● **SELECTED PASSAGE**:
Blog Post

Australian innovation – translating discovery to commercial success

Staff writers

To bring new products to market in any industry generally involves a significant R&D investment followed by the complex navigation of industry and government regulations. Nowhere is this more true than in agriculture, and particularly the animal health sector.

The R&D process in the Australian animal health sector is a lengthy one, with pharmaceutical products taking an average of six years to progress from conception to market, and biological products (such as vaccines) even longer.

This is complicated by our strict biosecurity laws which – while commendable for preventing many foreign diseases and pests from entering the country – make it difficult for companies to import the biological products necessary to develop certain vaccines. The regulatory requirements of the sector can also be challenging, and it often takes 18 months to get an animal health product registered. As a comparison, in New Zealand the regulatory process has a legislated timeframe of just 40 working days.

One company deeply invested in the animal health R&D environment in Australia is French multinational Virbac, the seventh-largest animal health company in the world. Virbac has a significant presence in Australia, with 250 staff including a specialist Australian R&D team developing products solely for the Australian animal health market.

Robert Dempster, Research Development and Licensing Director at Virbac, believes that one of the key factors limiting innovation in animal health (and in agriculture in general) in Australia is the disconnect between researchers and industry.

“Researchers often have a limited view of what is required for the commercialisation of their inventions,” says Dempster. “It’s not that we on the commercial side try to pour cold water on innovation, but I think in many cases the innovation is not well-directed. This problem is to be expected as academics live in a very different world with different drivers.”

● **EXERCISE TASKS**:
[1] Translate this sentence from the animal health blog post into Spanish: "Nowhere is this more true than in agriculture, and particularly the animal health sector."
[2] Please answer these questions using the animal health blog post:
(a) On average, how long do pharmaceutical products take to go from conception to market in the Australian animal health sector?
(b) What is the legislated timeframe for the regulatory process in New Zealand?
(c) How many staff does Virbac have in Australia?
[3] Continue the animal health blog post from the end of its last paragraph.
The data after this point come from a separate source.

● **RECORDS**:
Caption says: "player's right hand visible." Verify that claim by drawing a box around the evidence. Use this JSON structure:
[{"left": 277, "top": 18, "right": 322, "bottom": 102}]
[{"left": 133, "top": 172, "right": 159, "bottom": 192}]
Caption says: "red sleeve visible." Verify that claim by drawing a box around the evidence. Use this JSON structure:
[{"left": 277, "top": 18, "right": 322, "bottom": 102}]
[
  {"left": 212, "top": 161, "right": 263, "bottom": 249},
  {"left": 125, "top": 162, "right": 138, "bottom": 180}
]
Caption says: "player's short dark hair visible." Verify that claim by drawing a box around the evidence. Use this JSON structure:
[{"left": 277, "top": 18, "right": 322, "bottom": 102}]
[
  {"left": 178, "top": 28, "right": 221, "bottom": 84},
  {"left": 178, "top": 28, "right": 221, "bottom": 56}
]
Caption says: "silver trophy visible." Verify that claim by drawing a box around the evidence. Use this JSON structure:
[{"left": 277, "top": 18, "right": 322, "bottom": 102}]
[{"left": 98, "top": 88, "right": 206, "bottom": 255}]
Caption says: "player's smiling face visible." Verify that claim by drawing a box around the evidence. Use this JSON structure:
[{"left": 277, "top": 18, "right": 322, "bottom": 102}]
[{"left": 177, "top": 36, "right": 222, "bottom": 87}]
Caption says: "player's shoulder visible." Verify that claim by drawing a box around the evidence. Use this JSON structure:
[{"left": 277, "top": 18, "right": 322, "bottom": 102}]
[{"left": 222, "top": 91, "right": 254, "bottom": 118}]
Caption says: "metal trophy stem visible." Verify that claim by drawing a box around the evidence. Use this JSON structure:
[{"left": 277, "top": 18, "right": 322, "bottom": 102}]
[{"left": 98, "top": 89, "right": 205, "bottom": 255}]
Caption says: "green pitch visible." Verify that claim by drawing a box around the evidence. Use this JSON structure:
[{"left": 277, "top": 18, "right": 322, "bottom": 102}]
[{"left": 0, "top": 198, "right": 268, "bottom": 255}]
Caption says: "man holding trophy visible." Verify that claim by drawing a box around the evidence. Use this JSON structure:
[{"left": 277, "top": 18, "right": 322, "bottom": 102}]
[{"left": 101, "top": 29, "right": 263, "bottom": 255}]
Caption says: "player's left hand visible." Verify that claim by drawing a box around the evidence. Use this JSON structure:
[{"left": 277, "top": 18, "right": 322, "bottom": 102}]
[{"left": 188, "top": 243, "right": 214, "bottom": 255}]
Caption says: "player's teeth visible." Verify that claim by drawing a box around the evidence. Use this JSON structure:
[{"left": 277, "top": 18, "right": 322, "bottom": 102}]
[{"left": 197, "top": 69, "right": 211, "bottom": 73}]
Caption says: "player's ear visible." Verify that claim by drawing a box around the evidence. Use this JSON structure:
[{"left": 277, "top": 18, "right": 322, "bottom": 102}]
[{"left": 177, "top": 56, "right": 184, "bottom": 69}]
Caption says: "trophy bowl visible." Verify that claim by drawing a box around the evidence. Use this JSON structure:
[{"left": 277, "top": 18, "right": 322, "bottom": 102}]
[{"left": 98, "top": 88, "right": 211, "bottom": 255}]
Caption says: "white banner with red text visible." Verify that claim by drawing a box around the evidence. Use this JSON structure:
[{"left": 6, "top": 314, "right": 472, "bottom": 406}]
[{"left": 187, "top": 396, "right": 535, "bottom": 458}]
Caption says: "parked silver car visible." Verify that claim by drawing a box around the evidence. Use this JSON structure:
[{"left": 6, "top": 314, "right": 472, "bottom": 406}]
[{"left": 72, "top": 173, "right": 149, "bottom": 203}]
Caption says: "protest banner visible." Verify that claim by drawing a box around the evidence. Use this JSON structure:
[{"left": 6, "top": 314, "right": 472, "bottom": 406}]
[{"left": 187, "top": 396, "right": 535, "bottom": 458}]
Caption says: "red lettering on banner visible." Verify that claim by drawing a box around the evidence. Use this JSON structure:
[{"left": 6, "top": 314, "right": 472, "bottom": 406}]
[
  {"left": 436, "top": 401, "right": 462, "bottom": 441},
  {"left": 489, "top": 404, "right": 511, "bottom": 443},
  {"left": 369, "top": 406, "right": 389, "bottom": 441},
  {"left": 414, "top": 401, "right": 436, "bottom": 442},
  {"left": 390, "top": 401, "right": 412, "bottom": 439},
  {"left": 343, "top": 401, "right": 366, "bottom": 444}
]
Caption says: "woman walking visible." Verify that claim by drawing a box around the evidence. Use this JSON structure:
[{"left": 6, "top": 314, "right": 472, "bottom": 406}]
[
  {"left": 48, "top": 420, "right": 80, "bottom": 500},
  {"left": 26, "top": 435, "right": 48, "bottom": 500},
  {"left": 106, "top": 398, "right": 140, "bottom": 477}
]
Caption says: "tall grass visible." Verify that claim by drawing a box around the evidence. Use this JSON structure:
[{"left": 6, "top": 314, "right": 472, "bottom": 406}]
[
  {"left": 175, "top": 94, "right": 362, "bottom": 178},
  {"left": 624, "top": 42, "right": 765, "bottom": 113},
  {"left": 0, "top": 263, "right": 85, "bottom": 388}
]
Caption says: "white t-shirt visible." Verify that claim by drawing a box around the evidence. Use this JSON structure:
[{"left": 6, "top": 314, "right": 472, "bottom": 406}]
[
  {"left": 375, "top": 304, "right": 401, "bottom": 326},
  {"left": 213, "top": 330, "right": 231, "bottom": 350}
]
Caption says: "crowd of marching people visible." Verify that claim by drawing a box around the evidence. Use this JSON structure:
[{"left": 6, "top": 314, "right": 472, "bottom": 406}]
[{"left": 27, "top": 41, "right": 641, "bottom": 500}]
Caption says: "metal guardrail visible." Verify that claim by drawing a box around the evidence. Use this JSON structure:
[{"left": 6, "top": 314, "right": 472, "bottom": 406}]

● **RESPONSES BY ITEM NUMBER**:
[1] En ningún ámbito es esto más cierto que en la agricultura, y en particular en el sector de la salud animal.

[2]
(a) Six years.
(b) 40 working days.
(c) 250.

[3]
“Industry and academia need to work more closely together to fund real-world problems and create products that have genuine commercial potential.”

The gulf between the capability and funding of researchers and the commercial needs of companies is one that is often difficult to bridge. One solution is to encourage an atmosphere where companies and research institutions, such as universities, partner together earlier to fund innovation that has a clear commercial goal. This allows for the mix of skills and experience needed to bring innovative new products to the market.

This could be achieved by incentivising academics and applying commercial outcomes to the research rankings that drive the direction and undertaking of innovation at universities. If signing a deal with a commercial company gave an academic as many points towards their research ranking as a publication in a well-respected academic journal, then perhaps more research would result in commercialisation.

“Industry and academia partnering early is so important because although Australia does discovery really well, we do commercialisation poorly,” says Dempster. “Agricultural innovation is no different to any other type of industry in Australia – private industry doesn’t invest enough in R&D, we aren’t close enough to academia and academia isn’t close enough to us.”

It is this the distance between researchers and companies that is hampering relevant innovation in the Australian industry. It is something that needs to be tackled by government policy makers, research institutions and industry bodies in order to ensure Australian R&D delivers and Australian products can be commercially successful on both a global and a domestic scale.